Aim of the exercise: Return the listing below line for line without changing anything, and omit the pictures from your answer.

(Records of labeled shapes)

****

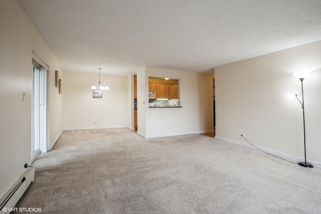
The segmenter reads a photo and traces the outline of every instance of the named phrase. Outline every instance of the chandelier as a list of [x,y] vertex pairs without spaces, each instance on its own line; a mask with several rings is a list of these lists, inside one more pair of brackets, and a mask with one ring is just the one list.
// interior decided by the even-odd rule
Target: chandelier
[[108,90],[109,88],[108,88],[107,85],[106,85],[106,86],[104,87],[103,83],[100,82],[100,70],[101,69],[98,68],[98,69],[99,70],[99,82],[97,83],[96,85],[93,85],[92,86],[91,86],[91,89]]

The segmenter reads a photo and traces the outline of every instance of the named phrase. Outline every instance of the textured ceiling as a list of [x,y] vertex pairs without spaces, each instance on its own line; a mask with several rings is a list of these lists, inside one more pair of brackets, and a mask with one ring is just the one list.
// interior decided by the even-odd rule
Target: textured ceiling
[[18,0],[67,71],[202,72],[321,40],[320,0]]

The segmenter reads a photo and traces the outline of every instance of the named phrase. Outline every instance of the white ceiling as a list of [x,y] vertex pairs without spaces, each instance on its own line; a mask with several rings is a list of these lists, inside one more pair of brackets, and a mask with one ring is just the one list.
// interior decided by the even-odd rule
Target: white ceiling
[[202,72],[321,40],[320,0],[18,0],[67,71]]

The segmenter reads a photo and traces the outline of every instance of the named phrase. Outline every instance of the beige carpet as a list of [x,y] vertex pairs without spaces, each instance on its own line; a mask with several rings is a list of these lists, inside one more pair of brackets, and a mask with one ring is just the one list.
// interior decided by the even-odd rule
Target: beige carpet
[[41,213],[321,213],[320,168],[198,134],[67,131],[33,165]]

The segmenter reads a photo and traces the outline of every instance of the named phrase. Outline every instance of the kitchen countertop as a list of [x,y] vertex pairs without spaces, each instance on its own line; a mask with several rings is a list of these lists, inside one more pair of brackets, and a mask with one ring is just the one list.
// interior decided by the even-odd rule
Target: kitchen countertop
[[149,106],[149,108],[182,108],[183,106]]

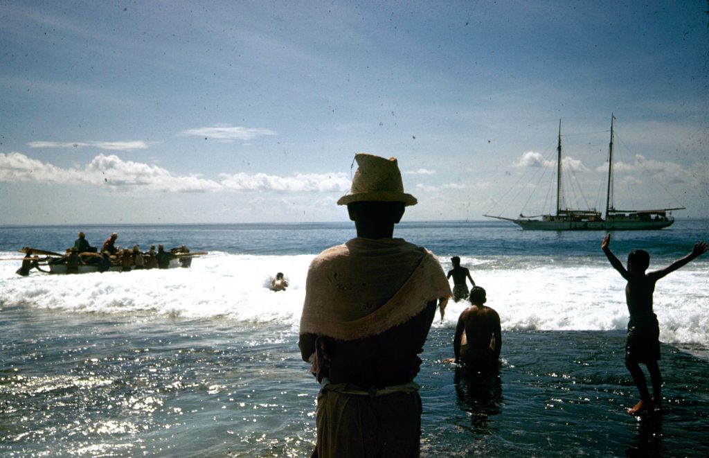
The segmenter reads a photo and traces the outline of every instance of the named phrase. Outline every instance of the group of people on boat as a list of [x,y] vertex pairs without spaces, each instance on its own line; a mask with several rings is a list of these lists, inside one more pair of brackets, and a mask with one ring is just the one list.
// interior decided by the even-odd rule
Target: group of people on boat
[[[162,245],[150,245],[147,251],[142,251],[138,245],[133,248],[123,248],[116,245],[118,238],[116,233],[112,233],[101,245],[101,250],[93,247],[86,240],[83,232],[79,233],[79,238],[74,242],[74,246],[67,248],[63,256],[48,257],[47,262],[50,265],[65,264],[67,274],[79,273],[79,267],[82,265],[96,266],[99,272],[104,272],[111,267],[121,267],[122,272],[143,269],[167,269],[170,261],[176,259],[179,255],[189,253],[189,249],[185,245],[172,248],[167,251]],[[32,269],[43,270],[39,267],[40,259],[33,256],[32,249],[26,249],[26,256],[23,259],[22,267],[17,271],[20,275],[27,276]],[[180,267],[189,267],[191,264],[191,257],[179,257]]]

****

Full response:
The segmenter reads a photo and traces the outline of every instance of the named phrase. Outline every instance of the chandelier as a list of [x,y] vertex pairs without spaces, each instance on its own line; a mask with several rings is a list of these lists, inside one more pair of brackets, and a mask with one ring is just the one list.
// interior decided by the even-odd rule
Target: chandelier
[[108,90],[109,88],[108,88],[107,85],[106,85],[106,86],[104,87],[103,83],[100,82],[100,70],[101,69],[98,68],[98,69],[99,70],[99,82],[97,83],[96,85],[93,85],[92,86],[91,86],[91,89]]

The segmenter reads a photo and traces the outline of every instance of the named phrase. Outline every instance of the textured ceiling as a list of [x,y] vertex pairs without spaces, each instance on its own line; a mask with several rings is a list of these lists, inside one more pair of brackets, and a mask with one ring is just the one list.
// interior decided by the even-odd rule
Target: textured ceiling
[[18,0],[67,71],[202,72],[321,40],[320,0]]

The segmenter reads a photo and traces the outline of every instance of the named phrase. Outline every instance of the white ceiling as a list of [x,y] vertex pairs without spaces, each instance on its own line; a mask with several rings is a list of these lists, inside one more pair of brackets, and a mask with one ring is just the one list.
// interior decided by the even-odd rule
Target: white ceiling
[[202,72],[321,40],[320,0],[18,0],[67,71]]

The segmenter reads a photo and traces the outline of every instance of the named phrase. Outline every instance of the beige carpet as a list of [x,y] vertex pairs without spaces, each instance on its own line; a mask with several rings is a list of these lists, inside one more pair of brackets, and a mask with one ring is just the one list.
// interior decided by the even-odd rule
Target: beige carpet
[[41,213],[321,213],[320,168],[198,134],[67,131],[33,165]]

The segmenter reads a photo and traces the outline of every instance of the named phrase. Outline every instance of the kitchen countertop as a list of [x,y] vertex pairs without spaces, each instance on its own line; a mask with several rings is a list of these lists, inside one more pair of brackets, and a mask with one ring is just the one list.
// interior decided by the even-odd rule
Target: kitchen countertop
[[149,106],[149,108],[182,108],[183,106]]

The segmenter reads a photo and traces the outline of every instance of the named phrase. Outline every instance of the group of people on boat as a list of [x,y] vertex pairs without spaces, each instance on its own line; a mask with several rings is a list of these lists, inside one more pair of brackets, and a mask with one ring is just the one list.
// interior decided by the even-odd rule
Target: group of people on boat
[[[162,245],[150,245],[147,251],[142,251],[138,245],[133,248],[123,248],[116,245],[118,238],[116,233],[112,233],[101,245],[101,250],[93,247],[86,240],[83,232],[79,233],[79,238],[74,242],[74,246],[67,248],[63,256],[48,257],[47,262],[50,265],[65,264],[67,274],[79,273],[79,267],[82,265],[96,266],[99,272],[104,272],[111,267],[121,267],[122,272],[143,269],[167,269],[170,261],[176,259],[179,255],[189,253],[189,249],[185,245],[172,248],[167,251]],[[32,269],[43,270],[39,267],[40,259],[33,256],[32,249],[26,249],[26,256],[23,259],[22,267],[17,271],[20,275],[27,276]],[[180,267],[189,267],[191,264],[191,257],[179,257]]]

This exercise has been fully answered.